## Rows from a dataset
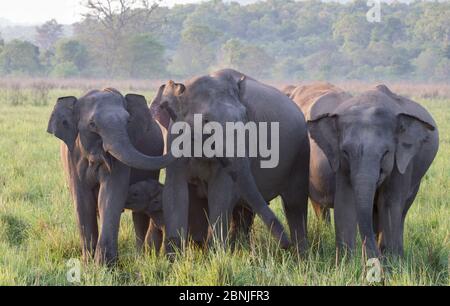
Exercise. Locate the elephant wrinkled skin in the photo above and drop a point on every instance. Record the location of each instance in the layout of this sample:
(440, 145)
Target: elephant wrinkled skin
(105, 137)
(379, 146)
(230, 96)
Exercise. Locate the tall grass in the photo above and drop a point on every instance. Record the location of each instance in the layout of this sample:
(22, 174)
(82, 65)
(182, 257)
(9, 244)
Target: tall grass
(38, 235)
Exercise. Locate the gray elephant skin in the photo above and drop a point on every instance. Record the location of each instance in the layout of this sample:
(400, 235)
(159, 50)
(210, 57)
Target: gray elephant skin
(321, 176)
(235, 188)
(378, 146)
(106, 138)
(145, 197)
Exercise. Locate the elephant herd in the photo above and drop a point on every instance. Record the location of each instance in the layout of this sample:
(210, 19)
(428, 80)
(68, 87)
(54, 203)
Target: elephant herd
(364, 156)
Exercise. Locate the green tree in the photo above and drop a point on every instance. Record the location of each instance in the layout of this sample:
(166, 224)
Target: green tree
(72, 51)
(48, 34)
(196, 51)
(250, 59)
(144, 57)
(20, 57)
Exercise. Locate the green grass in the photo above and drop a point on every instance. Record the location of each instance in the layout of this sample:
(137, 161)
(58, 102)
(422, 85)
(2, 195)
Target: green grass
(38, 235)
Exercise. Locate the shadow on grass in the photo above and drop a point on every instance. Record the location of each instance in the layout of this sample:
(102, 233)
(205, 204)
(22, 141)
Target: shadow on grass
(15, 229)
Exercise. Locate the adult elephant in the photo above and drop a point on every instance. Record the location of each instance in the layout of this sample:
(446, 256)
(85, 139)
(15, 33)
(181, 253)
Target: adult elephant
(379, 145)
(288, 90)
(105, 138)
(321, 176)
(223, 184)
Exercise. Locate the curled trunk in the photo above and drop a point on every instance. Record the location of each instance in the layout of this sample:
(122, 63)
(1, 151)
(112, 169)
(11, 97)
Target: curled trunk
(118, 144)
(364, 189)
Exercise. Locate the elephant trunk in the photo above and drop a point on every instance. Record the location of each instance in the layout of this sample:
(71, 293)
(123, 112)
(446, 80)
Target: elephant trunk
(249, 192)
(365, 185)
(118, 144)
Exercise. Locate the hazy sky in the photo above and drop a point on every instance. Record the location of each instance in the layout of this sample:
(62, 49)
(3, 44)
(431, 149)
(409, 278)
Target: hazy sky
(38, 11)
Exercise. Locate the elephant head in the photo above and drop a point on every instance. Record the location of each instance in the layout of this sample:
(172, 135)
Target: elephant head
(105, 124)
(219, 98)
(366, 138)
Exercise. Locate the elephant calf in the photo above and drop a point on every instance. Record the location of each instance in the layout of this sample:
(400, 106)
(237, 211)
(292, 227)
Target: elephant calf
(146, 198)
(106, 138)
(378, 146)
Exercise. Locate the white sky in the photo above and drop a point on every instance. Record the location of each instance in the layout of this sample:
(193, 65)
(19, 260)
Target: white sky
(39, 11)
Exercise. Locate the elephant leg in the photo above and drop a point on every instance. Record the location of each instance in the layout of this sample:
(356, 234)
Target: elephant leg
(198, 218)
(243, 218)
(111, 199)
(141, 227)
(345, 217)
(154, 238)
(221, 201)
(86, 212)
(322, 213)
(393, 209)
(175, 207)
(295, 203)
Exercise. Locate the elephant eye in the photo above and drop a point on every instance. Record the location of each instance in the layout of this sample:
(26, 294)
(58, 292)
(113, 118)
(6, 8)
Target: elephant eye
(345, 154)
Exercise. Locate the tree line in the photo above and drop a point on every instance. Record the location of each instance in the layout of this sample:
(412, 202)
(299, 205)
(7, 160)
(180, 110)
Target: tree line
(270, 39)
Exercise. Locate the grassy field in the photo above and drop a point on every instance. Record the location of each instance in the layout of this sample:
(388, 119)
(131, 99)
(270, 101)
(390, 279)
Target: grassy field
(38, 235)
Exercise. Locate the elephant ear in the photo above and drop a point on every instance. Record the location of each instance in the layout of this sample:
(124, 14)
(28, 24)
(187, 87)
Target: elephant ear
(139, 112)
(324, 132)
(63, 123)
(162, 107)
(322, 125)
(413, 128)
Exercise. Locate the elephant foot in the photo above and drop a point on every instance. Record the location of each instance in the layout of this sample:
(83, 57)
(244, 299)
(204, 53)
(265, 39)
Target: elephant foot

## Goal of the exercise
Using the records above, output their complete text exactly, minus any images.

## Task output
Exercise. Locate the elephant wrinkled skin in the photo above and drop a point on every instance. Record the location of each instance in the layout of this sample:
(440, 145)
Target: elephant wrinkled skin
(105, 137)
(379, 146)
(230, 96)
Exercise. Locate the tall grass in the photo above and drop a point on every instance. Record the location of each instance in the layout of this sample:
(22, 174)
(82, 65)
(182, 257)
(9, 244)
Target: tall grass
(38, 235)
Exercise. Locate the gray elephant skin in the photo above and drop a point on every instance. Record the location of each instance in the layout of this sample:
(400, 235)
(159, 50)
(210, 57)
Target: gray elephant skin
(321, 176)
(235, 188)
(378, 146)
(106, 138)
(145, 197)
Exercise. Locate the elephant herd in the photo above and drop a point on every instance. Record the location of each instance in the layout of this sample:
(210, 19)
(428, 80)
(68, 87)
(54, 203)
Target: elephant herd
(364, 156)
Exercise. Locate the green tree in the photo above and drop a point on every instance. Record the location of each instance in the layout of this sample:
(166, 224)
Target: green tree
(72, 51)
(48, 34)
(196, 51)
(250, 59)
(144, 57)
(20, 57)
Exercise. Locate the green grass in the photo above and drop a point on every instance. Record the location of each instance in the layout of this sample:
(137, 161)
(58, 102)
(422, 85)
(2, 195)
Target: green grass
(38, 235)
Exercise. Locate the shadow on grass in the photo above and drop a point on every instance. Record the location of each instance in the layout of this sample:
(102, 233)
(205, 204)
(22, 141)
Target: shadow on grass
(15, 229)
Exercise. Locate the adult elephant in the photo above and drop a point on every instance. Record the location of each instance in the layout of this sample:
(446, 256)
(85, 139)
(15, 33)
(181, 253)
Target: adult elephant
(379, 145)
(288, 90)
(105, 138)
(321, 176)
(223, 184)
Exercise. Locate the curled trunk in the photo above and drop a point on every instance. Record the location of each instance in the layout of this sample:
(122, 63)
(1, 151)
(112, 169)
(11, 97)
Target: curled trunk
(118, 144)
(364, 189)
Exercise. Locate the elephant trunk in the photo above and drop a point on every instance. Record the location of each instance in the layout of this sample:
(71, 293)
(123, 112)
(446, 80)
Target: elephant trunk
(249, 192)
(365, 185)
(118, 144)
Exercise. Locate the hazy sky in the photo above and drop a point on every instance. Record the location of each instance in the layout of this sample:
(62, 49)
(3, 44)
(431, 149)
(409, 278)
Target: hazy sky
(38, 11)
Exercise. Locate the elephant head in the photo above and drop a point on every instance. Record the location of each instance in the layout of this sample:
(172, 135)
Target: elephant head
(105, 124)
(219, 98)
(366, 138)
Exercise. Locate the elephant calf in the photo above and drop a point on every instance. Record the location of each instance in the layout of this sample:
(400, 106)
(237, 211)
(292, 227)
Target: elephant calf
(146, 198)
(106, 138)
(378, 146)
Exercise. Locate the white sky in the photo above and drop a point on every instance. Record the location of each instance in the layout of this sample:
(193, 65)
(19, 260)
Target: white sky
(39, 11)
Exercise. Locate the elephant leg in the photo above and drop a point on every instance. Record the location of each instance in the layout of this sample:
(356, 234)
Target: elephant leg
(198, 218)
(243, 218)
(111, 199)
(141, 227)
(345, 217)
(154, 238)
(221, 201)
(86, 212)
(322, 213)
(393, 209)
(175, 207)
(295, 203)
Exercise. Locate the elephant eye in the photo above and drop a point on every instance. Record the location of each instance in the layout of this sample:
(26, 294)
(58, 292)
(113, 118)
(6, 8)
Target: elephant eye
(345, 154)
Exercise. Locate the tree line in the photo above and drop a point on every instance. Record the location of each instance in the layout of this sample:
(412, 202)
(299, 205)
(7, 160)
(180, 110)
Target: tree line
(270, 39)
Exercise. Locate the grassy field in the photo above and drop a point on every instance. Record the location of each instance in the layout of this sample:
(388, 119)
(131, 99)
(270, 101)
(390, 279)
Target: grassy field
(38, 235)
Exercise. Locate the elephant ear in the photo above and drop a point on every instance. Record the location of each instance in the layout of this sample:
(124, 14)
(28, 24)
(187, 87)
Target: elephant ear
(139, 112)
(324, 132)
(63, 123)
(162, 107)
(322, 125)
(413, 128)
Exercise. Locate the elephant foot in the photo above and drop a point on every instance. Record the location of each instance in the layout of this sample:
(83, 57)
(244, 299)
(204, 53)
(265, 39)
Target: elephant foot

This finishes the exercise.